* [About this exercise] Could you restate every entry word for word, leaving the pictures out?

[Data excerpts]
.....
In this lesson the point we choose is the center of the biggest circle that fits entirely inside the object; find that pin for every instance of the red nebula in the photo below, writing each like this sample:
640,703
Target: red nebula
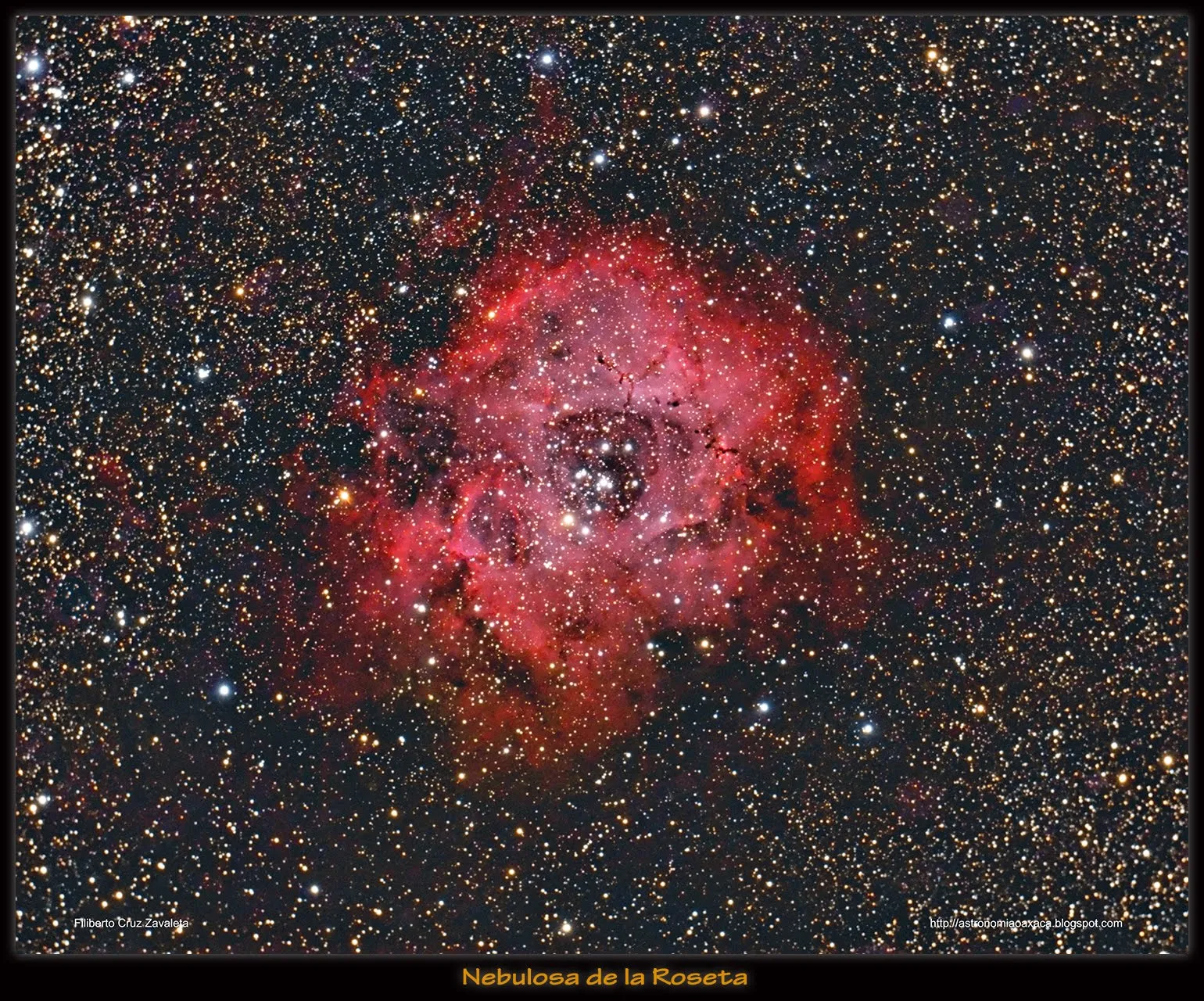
612,445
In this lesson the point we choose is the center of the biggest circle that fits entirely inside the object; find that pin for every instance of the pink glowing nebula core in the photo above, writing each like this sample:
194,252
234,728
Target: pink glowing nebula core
615,443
.....
* [Task response]
In this lesson the point we choose is the center of the biggest circle that fits entirely inside the object; find that pin for every instance of the red nebula in the photo below, writing each like this sample:
640,703
Target: red nebula
612,445
In this lesson the point we choose is the center of the biggest circle that fits entirely inside the object; find that pin for every instance of the pink glowing nebula core in the photo above, writing each like this sample:
194,252
234,728
Target: pink glowing nebula core
615,443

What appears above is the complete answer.